» RECORD EXCERPTS:
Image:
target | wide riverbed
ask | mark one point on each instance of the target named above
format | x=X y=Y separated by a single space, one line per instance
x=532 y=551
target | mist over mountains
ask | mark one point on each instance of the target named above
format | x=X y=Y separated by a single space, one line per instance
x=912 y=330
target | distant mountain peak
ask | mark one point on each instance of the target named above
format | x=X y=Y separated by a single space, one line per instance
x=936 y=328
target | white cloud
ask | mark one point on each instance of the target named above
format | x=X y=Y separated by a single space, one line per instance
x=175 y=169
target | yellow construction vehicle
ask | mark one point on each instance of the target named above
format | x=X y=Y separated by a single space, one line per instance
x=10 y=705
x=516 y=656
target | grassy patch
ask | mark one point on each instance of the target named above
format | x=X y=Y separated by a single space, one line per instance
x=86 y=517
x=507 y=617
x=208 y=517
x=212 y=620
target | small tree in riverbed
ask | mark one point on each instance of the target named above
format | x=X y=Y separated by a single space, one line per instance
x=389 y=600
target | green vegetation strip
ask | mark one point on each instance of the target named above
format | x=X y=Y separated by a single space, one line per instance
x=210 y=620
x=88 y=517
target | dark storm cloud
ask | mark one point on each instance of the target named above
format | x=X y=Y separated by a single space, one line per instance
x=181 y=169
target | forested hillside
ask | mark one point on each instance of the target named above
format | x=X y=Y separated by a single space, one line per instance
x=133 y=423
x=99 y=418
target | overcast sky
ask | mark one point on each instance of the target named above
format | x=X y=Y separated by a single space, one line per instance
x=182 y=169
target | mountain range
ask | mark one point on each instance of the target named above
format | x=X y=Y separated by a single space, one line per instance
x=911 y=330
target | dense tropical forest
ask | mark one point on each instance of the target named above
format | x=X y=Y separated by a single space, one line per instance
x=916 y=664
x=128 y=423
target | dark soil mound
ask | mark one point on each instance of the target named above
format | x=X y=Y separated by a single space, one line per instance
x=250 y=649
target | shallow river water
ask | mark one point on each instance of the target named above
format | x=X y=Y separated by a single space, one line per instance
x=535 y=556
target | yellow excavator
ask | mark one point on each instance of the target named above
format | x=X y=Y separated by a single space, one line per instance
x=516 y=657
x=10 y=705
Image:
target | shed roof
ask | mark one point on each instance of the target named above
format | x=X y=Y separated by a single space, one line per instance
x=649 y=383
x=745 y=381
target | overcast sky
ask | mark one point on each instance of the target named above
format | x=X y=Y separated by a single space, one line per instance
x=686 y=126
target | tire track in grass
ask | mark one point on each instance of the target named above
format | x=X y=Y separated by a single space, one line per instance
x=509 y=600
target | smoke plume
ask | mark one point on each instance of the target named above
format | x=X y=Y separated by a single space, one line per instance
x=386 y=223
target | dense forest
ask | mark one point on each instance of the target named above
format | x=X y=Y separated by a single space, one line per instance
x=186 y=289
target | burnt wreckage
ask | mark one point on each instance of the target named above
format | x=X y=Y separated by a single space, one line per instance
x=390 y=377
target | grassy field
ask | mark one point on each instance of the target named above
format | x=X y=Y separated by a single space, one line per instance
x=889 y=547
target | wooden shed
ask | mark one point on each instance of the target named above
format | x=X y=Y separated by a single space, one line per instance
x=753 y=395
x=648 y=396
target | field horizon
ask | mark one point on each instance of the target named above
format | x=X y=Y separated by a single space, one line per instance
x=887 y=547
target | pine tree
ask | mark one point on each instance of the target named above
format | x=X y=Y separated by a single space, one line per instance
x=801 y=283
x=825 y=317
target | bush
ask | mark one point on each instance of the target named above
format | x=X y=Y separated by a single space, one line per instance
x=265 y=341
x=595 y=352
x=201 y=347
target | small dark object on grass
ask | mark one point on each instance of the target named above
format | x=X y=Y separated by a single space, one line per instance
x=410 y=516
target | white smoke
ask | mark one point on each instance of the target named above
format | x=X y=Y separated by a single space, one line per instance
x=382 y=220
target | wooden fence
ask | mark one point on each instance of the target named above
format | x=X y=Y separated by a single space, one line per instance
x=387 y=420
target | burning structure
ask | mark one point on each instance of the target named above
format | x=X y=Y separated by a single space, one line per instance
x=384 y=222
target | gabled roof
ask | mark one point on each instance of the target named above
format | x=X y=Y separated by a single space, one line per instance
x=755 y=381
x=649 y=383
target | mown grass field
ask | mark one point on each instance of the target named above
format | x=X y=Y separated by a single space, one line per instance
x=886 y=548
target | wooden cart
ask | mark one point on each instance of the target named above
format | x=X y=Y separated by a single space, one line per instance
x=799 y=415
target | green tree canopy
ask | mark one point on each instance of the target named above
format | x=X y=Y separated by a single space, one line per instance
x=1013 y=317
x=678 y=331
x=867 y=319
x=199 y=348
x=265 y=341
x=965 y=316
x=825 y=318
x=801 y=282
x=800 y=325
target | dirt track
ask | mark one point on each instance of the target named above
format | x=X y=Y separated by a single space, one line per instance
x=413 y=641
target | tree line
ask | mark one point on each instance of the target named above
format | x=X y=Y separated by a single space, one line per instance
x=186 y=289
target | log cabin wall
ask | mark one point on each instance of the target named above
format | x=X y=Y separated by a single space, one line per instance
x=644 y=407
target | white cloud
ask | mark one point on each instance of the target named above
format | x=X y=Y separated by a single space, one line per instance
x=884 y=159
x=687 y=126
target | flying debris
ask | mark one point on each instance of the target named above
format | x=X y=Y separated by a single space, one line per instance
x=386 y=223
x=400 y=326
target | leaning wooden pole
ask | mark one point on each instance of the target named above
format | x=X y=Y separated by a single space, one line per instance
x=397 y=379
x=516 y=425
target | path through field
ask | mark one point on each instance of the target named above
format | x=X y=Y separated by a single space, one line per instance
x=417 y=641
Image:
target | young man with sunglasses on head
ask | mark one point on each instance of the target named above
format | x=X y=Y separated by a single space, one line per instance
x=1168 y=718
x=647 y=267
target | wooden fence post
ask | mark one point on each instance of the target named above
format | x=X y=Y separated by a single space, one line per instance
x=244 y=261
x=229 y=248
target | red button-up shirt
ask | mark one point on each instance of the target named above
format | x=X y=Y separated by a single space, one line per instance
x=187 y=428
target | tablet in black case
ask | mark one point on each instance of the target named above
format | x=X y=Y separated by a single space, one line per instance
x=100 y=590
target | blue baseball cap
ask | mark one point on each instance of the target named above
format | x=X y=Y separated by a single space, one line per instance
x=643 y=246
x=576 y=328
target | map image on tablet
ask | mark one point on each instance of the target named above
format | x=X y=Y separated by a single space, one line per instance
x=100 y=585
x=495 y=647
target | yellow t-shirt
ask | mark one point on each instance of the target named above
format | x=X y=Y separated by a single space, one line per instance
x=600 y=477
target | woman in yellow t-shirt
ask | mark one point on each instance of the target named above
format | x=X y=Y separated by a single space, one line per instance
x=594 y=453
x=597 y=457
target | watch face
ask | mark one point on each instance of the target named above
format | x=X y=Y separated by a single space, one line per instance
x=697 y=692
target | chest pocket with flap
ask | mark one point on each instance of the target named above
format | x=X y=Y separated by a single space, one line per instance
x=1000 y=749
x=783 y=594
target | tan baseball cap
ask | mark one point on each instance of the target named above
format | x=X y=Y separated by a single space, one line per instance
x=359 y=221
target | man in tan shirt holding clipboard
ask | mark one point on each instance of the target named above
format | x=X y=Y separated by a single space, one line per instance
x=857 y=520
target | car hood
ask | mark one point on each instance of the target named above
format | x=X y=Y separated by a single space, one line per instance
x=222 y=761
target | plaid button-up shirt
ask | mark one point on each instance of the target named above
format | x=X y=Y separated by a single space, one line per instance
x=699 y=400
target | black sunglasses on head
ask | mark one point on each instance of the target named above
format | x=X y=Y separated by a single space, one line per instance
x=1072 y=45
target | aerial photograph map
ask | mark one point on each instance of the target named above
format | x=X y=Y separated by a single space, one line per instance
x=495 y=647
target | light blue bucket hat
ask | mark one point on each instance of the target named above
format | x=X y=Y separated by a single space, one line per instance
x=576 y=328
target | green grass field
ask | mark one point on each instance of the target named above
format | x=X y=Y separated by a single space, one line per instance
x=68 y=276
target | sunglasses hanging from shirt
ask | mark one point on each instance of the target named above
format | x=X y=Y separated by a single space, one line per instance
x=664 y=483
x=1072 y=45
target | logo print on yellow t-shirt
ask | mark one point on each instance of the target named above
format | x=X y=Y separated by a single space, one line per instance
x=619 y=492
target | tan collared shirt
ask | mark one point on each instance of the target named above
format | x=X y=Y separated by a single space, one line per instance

» REQUIREMENT:
Scan the records for lines that hold "head", and reproduce each one you find.

» YOUR SOLUTION:
target | young man with sunglasses on head
target | black sunglasses on head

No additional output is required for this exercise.